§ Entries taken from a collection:
======
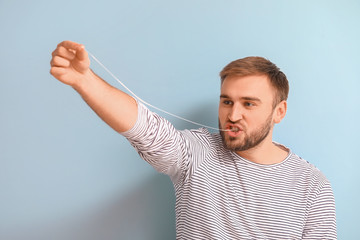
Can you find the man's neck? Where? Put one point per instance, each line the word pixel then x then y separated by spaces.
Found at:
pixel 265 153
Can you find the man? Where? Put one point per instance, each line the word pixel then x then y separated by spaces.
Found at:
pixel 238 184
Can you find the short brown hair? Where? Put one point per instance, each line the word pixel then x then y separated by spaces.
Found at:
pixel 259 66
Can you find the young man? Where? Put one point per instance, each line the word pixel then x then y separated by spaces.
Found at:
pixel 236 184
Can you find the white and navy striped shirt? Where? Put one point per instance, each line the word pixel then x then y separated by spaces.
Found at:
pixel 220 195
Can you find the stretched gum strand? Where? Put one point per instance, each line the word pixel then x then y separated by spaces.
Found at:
======
When a record holds a picture, leave that picture out; copy the rest verbatim.

Can you find the man's neck? Where? Put one point per instance, each line the word pixel then x then y separated by spaces.
Found at:
pixel 265 153
Can you find the man? Where? Put one point per instance, each line the word pixel then x then y separated by spaces.
Found at:
pixel 238 184
Can you find the short brown hair? Where? Put one point per instance, each line the word pixel then x then y separated by spaces.
Found at:
pixel 259 66
Can you find the young man? Where? Put one point per instance, each line the word pixel then x then y separated by spaces.
Found at:
pixel 236 184
Can you find the white and navy striped shirt? Where? Put one point per instance, each line the word pixel then x then y separated by spaces.
Found at:
pixel 220 195
Can you find the stretched gum strand? Where? Put one point per instance, each line the word pixel then x then y separated by spaces.
Found at:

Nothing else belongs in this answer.